Gather each line of the material below that contains the string "jacket", where case counts. Copy those lines in full.

Data listing
_ _ _ _ _

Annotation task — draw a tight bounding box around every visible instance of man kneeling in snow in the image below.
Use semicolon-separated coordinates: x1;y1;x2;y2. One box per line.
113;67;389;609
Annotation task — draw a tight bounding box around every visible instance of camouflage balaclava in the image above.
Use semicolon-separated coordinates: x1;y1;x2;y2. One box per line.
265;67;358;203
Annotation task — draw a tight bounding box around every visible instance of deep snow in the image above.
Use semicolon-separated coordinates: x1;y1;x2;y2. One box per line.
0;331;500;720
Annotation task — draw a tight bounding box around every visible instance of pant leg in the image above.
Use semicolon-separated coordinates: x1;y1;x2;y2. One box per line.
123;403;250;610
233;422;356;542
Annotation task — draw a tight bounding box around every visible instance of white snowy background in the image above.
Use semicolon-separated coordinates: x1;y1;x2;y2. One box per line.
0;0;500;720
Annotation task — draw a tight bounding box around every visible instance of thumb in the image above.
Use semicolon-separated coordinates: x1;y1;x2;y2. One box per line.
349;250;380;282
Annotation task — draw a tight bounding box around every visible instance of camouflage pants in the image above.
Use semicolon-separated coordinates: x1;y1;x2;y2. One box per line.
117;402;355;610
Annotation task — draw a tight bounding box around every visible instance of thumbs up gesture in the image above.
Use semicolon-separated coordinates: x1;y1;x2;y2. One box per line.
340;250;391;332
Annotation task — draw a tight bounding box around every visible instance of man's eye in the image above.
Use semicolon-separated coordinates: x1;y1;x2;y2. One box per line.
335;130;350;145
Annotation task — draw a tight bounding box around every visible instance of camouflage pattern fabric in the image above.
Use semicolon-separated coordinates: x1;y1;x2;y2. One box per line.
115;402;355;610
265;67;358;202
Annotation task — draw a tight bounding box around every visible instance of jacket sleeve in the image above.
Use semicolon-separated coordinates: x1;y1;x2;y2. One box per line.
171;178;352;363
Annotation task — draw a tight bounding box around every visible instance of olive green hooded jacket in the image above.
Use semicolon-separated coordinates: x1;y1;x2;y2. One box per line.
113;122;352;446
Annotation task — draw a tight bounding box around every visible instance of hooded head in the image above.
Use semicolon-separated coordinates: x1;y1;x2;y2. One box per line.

_ _ _ _ _

▶ _RESULT BELOW_:
Annotation task — draw a tight bounding box around every visible instance of jacket sleeve in the image above.
Annotation task — draw a tight bounding box around every visible instance of olive green hooded jacket in the image above.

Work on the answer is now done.